▸ WHAT IS REQUIRED
The listing that follows should be duplicated character for character.
--- EXERCISE MATERIAL ---
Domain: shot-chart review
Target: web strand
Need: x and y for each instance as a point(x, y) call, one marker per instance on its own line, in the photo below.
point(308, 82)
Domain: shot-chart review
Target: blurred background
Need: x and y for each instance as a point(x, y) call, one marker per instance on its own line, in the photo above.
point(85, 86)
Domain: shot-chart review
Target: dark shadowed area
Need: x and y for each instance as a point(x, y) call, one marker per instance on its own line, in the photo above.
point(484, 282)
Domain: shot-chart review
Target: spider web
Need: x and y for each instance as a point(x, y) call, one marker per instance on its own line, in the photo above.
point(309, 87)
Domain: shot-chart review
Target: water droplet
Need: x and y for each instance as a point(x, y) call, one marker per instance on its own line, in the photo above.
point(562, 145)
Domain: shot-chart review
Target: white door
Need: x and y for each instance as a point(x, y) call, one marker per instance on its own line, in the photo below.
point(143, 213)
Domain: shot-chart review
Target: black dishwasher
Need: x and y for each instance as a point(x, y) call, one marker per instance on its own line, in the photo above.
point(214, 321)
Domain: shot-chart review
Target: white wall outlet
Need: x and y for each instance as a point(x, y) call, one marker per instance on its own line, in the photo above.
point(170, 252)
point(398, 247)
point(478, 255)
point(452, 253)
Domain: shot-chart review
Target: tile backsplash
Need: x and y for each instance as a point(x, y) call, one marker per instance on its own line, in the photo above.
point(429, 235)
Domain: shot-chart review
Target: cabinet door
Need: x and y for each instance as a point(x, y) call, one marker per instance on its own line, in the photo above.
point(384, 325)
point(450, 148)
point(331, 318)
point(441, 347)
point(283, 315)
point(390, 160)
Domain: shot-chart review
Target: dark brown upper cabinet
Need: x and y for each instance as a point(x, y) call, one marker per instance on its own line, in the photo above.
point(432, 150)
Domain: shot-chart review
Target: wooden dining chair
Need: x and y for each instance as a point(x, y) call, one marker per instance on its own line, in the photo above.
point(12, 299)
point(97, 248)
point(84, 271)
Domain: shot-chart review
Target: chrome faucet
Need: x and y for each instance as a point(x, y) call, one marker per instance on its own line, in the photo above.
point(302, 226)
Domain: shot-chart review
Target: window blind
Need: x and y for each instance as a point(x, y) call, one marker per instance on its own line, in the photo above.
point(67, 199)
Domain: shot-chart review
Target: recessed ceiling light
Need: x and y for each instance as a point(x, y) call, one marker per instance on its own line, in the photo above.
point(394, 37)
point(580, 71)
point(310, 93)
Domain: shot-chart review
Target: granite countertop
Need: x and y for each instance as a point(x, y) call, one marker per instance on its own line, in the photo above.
---
▸ EXERCISE RESPONSE
Domain: shot-chart review
Target: web strand
Need: x and y for each instance as a point(x, y) call, one marker per instance on its own line, in the photo below.
point(308, 82)
Domain: shot-chart review
Target: blurred background
Need: x and y for each instance as a point(x, y) call, one marker per instance on its own line, in the photo above.
point(85, 86)
Domain: shot-chart review
Target: dark shadowed area
Need: x and y for each instance as a point(x, y) call, one marker per instance on its own line, in the photo above.
point(484, 282)
Domain: shot-chart review
Target: spider web
Need: x and y for each instance as a point(x, y) call, one marker per instance on its own line, in the photo above.
point(309, 87)
Domain: shot-chart review
Target: water droplet
Need: x and y for each instance as a point(x, y) call, one marker per instance on its own line, in the photo above.
point(562, 145)
Domain: shot-chart review
Target: white door
Need: x and y for each instance as a point(x, y) call, one marker per instance on its own line, in the photo below.
point(143, 213)
Domain: shot-chart review
Target: black dishwasher
Need: x and y for each instance as a point(x, y) call, one marker per instance on its own line, in the photo above.
point(214, 321)
Domain: shot-chart review
Target: white wall outlet
Need: x and y for each instance as a point(x, y) call, one marker per instance on its own line, in the photo above.
point(170, 252)
point(398, 247)
point(478, 255)
point(452, 253)
Domain: shot-chart review
Target: tile backsplash
Need: x and y for each instance as a point(x, y) call, one marker per instance on its own line, in the photo above.
point(429, 235)
Domain: shot-chart review
Target: cabinet door
Need: x and y for each instance as a point(x, y) call, one marker per instance on its own line, in the photo above.
point(384, 325)
point(450, 148)
point(331, 318)
point(441, 347)
point(283, 315)
point(390, 160)
Domain: shot-chart review
Target: dark brown upper cabinet
Need: x and y for each instance as a point(x, y) call, one marker per instance on its own line, in the photo above.
point(432, 150)
Domain: shot-chart review
Target: wooden dining chair
Need: x and y for each instance as a point(x, y) call, one marker per instance on its own line, in the photo above.
point(12, 299)
point(97, 248)
point(84, 271)
Domain: shot-chart review
Target: chrome faucet
Need: x and y for each instance as a point(x, y) call, one marker per instance on its own line, in the photo above.
point(302, 226)
Domain: shot-chart review
Target: window blind
Need: x and y for each instance as a point(x, y) call, one marker per instance on its own line, in the photo above.
point(67, 199)
Domain: shot-chart review
Target: recessed ceiling light
Need: x and y for each instance as a point(x, y) call, one marker per instance on its own line, in the photo above.
point(394, 37)
point(580, 71)
point(310, 93)
Domain: shot-chart review
Target: granite countertop
Need: x and y for each instance as a point(x, y) call, one marker per instance on its own line, in the photo above.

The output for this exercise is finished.